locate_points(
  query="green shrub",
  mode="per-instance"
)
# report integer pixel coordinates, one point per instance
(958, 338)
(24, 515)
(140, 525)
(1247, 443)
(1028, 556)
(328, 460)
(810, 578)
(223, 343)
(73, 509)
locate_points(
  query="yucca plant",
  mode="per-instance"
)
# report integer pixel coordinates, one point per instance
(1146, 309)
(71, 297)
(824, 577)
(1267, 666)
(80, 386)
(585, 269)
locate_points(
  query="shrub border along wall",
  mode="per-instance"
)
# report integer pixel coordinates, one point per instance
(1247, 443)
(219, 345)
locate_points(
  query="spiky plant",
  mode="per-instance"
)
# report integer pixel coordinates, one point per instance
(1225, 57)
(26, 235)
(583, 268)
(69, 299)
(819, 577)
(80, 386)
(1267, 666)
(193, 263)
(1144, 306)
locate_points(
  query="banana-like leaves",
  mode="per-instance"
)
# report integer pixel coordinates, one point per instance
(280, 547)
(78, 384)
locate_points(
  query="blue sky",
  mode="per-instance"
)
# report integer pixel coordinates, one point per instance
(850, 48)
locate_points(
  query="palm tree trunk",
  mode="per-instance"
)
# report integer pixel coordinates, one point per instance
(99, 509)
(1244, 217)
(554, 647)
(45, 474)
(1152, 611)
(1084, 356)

****

WHAT TO DO => Reproduce the entire listing word for word.

RESPONSE TO THIS EXERCISE =>
locate_points(
  query="green shrub",
  mode="per-instance"
)
# report integer pixel coordinates, one point per instance
(958, 338)
(24, 515)
(140, 525)
(1247, 443)
(1028, 556)
(328, 460)
(810, 578)
(223, 343)
(73, 509)
locate_points(
  query="yucca plant",
  mode="per-instance"
)
# report integer pixel coordinates, one point per instance
(1146, 309)
(71, 297)
(824, 577)
(1267, 666)
(80, 386)
(585, 269)
locate_points(
  query="shrub border along wall",
  mode="per-instance"
)
# report integer pixel coordinates, one point per instance
(1247, 443)
(219, 345)
locate_points(
  query="spiky plant",
  mode="per-instance"
)
# report integer pixel coordinates, one point per instance
(1225, 57)
(26, 235)
(583, 268)
(69, 299)
(819, 577)
(80, 386)
(1267, 666)
(193, 263)
(1144, 306)
locate_points(
  query="banana-like leaves",
  mode="per-instance"
)
# report integer pixel coordinates, one point per instance
(280, 547)
(78, 384)
locate_points(
  query="blue sky",
  mode="per-instance"
)
# report integer pixel coordinates, one point per instance
(850, 48)
locate_points(
  query="palm tree trunk",
  mode="per-instance"
)
# report integer pixel coordinates, one point per instance
(99, 509)
(1244, 217)
(554, 647)
(45, 474)
(1152, 611)
(1084, 356)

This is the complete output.